# GOAL OF THE EXERCISE:
Edit the records from the line containing "[locate] green grass (one point per instance)" through the end, replacing "leggings" with "pants" and keeping everything else the same.
>> start DATA SECTION
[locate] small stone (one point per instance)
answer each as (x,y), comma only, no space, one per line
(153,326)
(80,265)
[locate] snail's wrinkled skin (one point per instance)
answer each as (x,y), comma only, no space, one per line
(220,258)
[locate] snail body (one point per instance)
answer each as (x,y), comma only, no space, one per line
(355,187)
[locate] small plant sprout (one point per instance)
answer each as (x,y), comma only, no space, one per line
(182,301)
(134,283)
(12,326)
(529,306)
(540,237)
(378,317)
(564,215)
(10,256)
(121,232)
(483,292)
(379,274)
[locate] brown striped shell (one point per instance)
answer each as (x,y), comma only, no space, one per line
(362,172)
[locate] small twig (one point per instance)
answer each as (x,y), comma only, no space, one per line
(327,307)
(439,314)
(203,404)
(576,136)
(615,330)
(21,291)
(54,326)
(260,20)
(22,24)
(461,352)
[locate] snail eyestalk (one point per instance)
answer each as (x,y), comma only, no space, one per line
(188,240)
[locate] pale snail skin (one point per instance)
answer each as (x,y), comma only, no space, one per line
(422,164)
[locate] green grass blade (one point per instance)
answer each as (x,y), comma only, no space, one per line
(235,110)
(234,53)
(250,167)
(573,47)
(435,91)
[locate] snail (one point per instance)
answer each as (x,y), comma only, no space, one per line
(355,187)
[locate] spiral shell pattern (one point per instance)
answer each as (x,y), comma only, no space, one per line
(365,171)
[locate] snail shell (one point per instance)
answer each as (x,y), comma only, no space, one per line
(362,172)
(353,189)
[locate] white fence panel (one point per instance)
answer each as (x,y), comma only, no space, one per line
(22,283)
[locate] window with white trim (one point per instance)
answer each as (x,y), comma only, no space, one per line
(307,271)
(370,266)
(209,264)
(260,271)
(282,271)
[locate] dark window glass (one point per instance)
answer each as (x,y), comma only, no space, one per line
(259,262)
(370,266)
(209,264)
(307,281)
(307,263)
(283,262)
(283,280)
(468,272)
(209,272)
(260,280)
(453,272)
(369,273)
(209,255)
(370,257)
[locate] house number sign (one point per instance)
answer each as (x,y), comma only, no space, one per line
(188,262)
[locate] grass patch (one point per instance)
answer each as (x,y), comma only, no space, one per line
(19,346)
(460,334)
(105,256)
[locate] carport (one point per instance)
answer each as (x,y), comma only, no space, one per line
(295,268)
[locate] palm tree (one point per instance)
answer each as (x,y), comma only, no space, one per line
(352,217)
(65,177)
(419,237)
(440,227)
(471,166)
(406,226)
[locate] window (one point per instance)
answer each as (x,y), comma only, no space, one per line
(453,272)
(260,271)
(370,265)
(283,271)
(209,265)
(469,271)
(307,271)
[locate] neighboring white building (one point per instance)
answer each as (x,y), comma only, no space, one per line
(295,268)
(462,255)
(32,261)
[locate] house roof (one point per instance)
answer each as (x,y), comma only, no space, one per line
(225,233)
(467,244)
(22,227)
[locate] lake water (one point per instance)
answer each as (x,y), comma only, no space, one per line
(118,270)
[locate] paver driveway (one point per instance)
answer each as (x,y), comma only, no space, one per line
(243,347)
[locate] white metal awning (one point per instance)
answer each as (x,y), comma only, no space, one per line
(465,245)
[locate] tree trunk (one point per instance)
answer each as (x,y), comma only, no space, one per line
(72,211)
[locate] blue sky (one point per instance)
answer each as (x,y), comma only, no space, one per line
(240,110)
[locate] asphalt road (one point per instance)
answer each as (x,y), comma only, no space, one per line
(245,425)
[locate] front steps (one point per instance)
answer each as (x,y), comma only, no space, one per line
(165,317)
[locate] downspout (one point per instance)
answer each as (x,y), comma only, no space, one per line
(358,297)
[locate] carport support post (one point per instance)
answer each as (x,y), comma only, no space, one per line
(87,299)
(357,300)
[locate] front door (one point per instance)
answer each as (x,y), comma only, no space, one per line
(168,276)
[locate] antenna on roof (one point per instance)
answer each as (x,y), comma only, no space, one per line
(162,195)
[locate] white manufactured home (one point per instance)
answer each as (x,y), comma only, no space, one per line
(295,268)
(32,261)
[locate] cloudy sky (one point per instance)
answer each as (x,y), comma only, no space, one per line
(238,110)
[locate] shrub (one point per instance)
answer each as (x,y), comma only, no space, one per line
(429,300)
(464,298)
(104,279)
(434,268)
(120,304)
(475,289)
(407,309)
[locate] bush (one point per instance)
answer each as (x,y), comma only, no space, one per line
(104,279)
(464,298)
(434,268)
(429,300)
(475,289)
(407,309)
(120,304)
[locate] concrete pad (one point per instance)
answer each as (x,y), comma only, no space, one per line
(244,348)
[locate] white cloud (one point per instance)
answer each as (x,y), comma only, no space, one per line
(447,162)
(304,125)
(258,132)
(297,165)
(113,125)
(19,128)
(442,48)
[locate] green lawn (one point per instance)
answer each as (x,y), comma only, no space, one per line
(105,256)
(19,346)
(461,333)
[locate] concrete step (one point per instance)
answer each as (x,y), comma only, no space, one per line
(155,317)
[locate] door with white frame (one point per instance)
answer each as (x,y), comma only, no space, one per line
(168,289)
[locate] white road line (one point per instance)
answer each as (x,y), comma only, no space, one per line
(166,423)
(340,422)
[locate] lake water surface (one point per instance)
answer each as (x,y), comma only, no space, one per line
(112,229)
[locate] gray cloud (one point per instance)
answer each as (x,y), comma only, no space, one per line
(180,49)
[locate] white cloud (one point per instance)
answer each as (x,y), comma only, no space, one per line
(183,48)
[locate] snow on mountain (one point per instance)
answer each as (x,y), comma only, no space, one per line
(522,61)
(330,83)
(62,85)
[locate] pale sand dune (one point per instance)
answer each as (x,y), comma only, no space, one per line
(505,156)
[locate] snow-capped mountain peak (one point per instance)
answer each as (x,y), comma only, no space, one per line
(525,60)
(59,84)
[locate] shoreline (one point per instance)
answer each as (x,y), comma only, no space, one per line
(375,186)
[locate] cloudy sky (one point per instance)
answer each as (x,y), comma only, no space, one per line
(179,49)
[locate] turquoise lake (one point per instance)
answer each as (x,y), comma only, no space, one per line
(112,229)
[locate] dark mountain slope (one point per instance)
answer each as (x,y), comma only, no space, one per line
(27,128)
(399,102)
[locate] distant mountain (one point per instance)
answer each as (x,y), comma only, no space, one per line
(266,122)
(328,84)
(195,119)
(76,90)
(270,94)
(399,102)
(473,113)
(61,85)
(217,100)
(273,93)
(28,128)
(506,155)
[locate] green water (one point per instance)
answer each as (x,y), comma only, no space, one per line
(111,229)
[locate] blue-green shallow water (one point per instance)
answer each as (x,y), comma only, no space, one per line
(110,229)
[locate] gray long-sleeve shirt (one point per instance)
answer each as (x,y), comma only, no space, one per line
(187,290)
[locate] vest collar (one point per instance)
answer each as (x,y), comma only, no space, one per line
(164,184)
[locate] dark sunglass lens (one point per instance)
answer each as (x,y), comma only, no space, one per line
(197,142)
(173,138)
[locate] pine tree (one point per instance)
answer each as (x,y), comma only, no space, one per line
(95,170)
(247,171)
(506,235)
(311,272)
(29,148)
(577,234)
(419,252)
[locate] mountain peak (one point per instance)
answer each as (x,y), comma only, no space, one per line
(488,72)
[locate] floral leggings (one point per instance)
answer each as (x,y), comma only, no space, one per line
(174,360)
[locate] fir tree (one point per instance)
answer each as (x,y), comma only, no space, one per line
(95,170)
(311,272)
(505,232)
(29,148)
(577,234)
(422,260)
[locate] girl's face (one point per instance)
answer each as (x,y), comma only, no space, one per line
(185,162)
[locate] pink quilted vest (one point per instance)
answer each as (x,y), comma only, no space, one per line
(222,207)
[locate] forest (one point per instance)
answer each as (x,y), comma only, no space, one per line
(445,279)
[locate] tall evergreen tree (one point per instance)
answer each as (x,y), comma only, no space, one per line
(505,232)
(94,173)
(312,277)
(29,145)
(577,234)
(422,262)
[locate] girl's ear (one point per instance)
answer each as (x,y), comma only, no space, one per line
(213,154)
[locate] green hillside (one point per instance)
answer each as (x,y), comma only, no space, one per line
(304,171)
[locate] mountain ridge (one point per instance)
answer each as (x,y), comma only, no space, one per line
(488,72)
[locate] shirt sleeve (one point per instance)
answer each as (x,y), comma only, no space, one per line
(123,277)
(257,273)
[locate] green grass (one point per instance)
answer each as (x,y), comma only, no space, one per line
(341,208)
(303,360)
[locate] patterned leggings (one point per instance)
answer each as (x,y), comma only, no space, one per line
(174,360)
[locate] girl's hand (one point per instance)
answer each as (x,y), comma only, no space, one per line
>> end DATA SECTION
# OUTPUT OF THE EXERCISE:
[locate] green grass (one point per instance)
answer each as (x,y), comma only, no space, one per line
(341,208)
(303,360)
[locate] patterned pants (one point per instance)
answer each as (x,y), comma only, no space, one per line
(174,360)
[locate] girl's hand (one point per instance)
answer each as (x,y), comma only, no space, one per line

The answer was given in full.